** DOCUMENT SEGMENT **

◇ ◇ ◇ ◇

Hey everyone. Welcome back and happy Monday.
Before we get to the news, I want to say a word about Senator Lindsey Graham, who suddenly passed away Saturday night. It’s no secret that Lindsey and I didn’t end on good terms. But there was a time we were close. We served together, we traveled overseas together, and I watched him sit down with refugee kids in Syria and actually listen to them. Not for the cameras. Because he wanted to hear it. The last few years pulled us apart, and by the end we weren’t speaking. But the Lindsey I’m choosing to remember is the earlier one. A guy who believed America should show up in the world, and who went to see the hard stuff for himself. My heart goes out to his family and everyone who loved him.
Our top story today gets into how the President chose to mark Lindsey’s death. Because within hours, Donald Trump was on TV turning his supposed friend’s passing into a sales pitch for his voting bill. And that tells you a lot about how this White House actually sees the people around it, even in death.

◇ ◇ ◇ ◇

** EXTRACTED ENTRIES **
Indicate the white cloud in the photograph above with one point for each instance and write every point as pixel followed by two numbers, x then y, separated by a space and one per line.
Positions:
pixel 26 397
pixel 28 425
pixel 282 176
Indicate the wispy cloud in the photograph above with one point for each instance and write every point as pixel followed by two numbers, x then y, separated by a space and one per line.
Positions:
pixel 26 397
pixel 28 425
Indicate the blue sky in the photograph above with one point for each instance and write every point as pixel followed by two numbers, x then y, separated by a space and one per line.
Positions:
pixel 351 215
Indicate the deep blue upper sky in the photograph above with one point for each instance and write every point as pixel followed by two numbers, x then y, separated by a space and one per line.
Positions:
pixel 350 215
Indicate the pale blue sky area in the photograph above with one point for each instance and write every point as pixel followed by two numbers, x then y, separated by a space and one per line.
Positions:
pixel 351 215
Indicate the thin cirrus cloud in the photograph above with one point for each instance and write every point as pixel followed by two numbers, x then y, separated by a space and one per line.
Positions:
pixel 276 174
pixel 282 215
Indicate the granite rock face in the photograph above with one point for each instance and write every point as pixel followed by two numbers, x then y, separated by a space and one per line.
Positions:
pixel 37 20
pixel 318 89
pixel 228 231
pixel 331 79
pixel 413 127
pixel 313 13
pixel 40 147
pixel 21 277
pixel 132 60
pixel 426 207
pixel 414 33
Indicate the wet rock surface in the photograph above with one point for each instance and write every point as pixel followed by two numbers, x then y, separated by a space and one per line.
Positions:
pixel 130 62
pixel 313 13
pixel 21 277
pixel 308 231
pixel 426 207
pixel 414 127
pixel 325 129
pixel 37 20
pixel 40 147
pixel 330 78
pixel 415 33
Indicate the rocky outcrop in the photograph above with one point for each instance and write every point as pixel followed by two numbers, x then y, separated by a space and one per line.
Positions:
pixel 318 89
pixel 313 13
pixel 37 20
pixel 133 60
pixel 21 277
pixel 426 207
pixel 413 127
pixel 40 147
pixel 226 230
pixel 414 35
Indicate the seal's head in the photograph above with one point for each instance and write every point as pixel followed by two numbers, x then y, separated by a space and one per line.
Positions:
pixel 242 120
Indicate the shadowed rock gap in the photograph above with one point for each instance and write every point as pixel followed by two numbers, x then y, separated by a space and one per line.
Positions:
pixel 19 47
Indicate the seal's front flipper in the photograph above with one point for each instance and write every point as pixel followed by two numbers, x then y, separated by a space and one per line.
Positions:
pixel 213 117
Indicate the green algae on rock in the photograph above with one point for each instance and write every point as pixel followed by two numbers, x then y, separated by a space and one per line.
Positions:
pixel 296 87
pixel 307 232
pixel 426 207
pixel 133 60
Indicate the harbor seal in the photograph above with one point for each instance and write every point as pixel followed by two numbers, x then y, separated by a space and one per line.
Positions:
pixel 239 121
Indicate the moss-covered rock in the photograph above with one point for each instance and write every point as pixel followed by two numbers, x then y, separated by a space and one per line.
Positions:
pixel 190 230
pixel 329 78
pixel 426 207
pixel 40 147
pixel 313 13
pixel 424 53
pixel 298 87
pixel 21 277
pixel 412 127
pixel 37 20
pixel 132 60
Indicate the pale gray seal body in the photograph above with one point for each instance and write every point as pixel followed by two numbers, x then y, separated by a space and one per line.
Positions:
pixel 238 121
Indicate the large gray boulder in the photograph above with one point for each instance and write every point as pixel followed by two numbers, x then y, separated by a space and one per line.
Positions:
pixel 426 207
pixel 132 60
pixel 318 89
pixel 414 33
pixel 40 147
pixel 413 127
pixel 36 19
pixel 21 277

◇ ◇ ◇ ◇

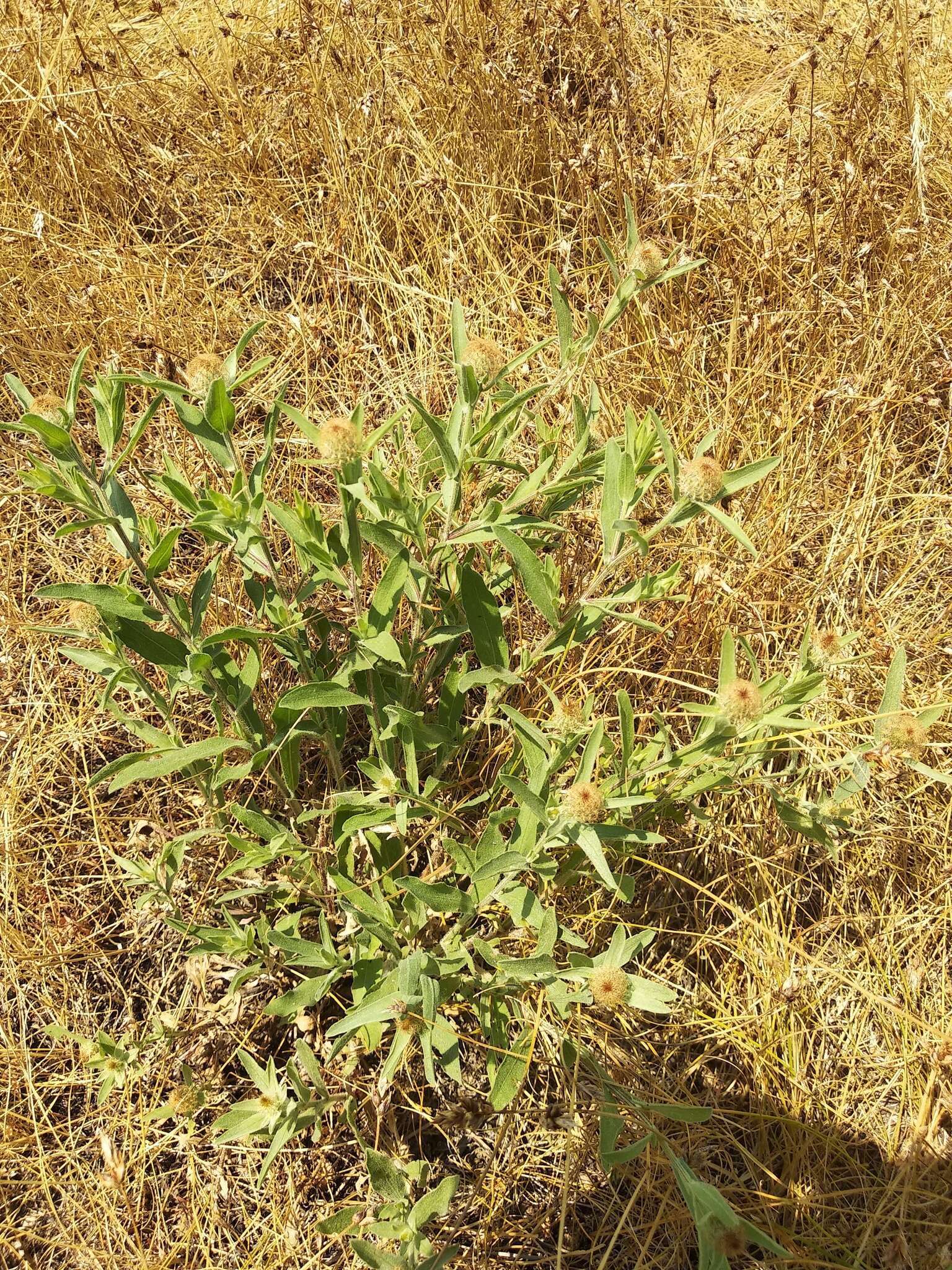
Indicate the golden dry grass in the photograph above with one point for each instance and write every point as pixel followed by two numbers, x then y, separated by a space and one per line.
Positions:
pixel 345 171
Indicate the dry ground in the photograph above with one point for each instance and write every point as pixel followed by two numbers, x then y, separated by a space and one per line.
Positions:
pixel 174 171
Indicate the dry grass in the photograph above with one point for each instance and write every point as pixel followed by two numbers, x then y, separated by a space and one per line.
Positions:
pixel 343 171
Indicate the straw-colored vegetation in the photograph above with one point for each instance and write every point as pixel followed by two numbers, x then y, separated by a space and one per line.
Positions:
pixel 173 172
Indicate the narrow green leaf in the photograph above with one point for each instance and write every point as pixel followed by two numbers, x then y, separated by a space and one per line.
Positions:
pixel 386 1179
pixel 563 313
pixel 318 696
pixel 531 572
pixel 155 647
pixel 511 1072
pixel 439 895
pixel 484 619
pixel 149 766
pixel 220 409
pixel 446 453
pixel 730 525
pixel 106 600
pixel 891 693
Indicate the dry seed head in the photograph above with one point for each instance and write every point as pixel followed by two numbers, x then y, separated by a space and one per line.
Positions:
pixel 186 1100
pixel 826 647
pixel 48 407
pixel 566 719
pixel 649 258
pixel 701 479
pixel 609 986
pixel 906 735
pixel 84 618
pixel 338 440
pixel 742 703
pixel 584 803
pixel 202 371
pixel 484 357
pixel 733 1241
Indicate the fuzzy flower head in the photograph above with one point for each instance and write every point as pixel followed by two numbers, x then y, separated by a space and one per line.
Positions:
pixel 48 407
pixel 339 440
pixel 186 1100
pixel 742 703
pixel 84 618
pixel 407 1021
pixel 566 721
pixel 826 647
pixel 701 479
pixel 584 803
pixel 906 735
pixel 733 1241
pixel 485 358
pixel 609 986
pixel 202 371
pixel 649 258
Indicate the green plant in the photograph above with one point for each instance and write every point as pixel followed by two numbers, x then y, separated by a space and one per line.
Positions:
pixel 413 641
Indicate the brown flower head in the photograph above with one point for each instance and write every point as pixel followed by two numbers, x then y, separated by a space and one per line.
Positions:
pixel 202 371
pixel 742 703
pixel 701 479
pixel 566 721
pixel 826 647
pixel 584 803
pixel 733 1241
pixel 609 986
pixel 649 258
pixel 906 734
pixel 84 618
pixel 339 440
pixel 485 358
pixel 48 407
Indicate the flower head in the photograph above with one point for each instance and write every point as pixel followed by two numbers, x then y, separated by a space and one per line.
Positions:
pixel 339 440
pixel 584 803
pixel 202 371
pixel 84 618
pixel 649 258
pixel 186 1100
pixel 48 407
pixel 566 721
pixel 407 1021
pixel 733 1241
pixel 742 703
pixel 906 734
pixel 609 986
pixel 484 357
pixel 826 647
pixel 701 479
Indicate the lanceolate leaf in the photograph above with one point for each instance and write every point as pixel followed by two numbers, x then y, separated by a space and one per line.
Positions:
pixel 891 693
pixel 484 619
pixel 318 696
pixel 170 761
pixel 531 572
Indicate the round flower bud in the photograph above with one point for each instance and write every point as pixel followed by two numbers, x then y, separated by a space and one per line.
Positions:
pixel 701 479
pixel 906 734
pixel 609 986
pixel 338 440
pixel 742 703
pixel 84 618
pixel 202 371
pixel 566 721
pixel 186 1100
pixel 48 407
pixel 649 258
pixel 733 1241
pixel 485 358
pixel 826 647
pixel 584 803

◇ ◇ ◇ ◇

** GOAL 1 **
Copy the opening remarks above word for word, from "Hey everyone. Welcome" up to and including "who loved him.".
** GOAL 2 **
In the opening remarks above, list every memory the speaker recounts from the time when the speaker and Lindsey Graham were close.

** COMPLETE OUTPUT 1 **
Hey everyone. Welcome back and happy Monday.
Before we get to the news, I want to say a word about Senator Lindsey Graham, who suddenly passed away Saturday night. It’s no secret that Lindsey and I didn’t end on good terms. But there was a time we were close. We served together, we traveled overseas together, and I watched him sit down with refugee kids in Syria and actually listen to them. Not for the cameras. Because he wanted to hear it. The last few years pulled us apart, and by the end we weren’t speaking. But the Lindsey I’m choosing to remember is the earlier one. A guy who believed America should show up in the world, and who went to see the hard stuff for himself. My heart goes out to his family and everyone who loved him.

** COMPLETE OUTPUT 2 **
- They served together.
- They traveled overseas together.
- The speaker watched him sit down with refugee kids in Syria and actually listen to them.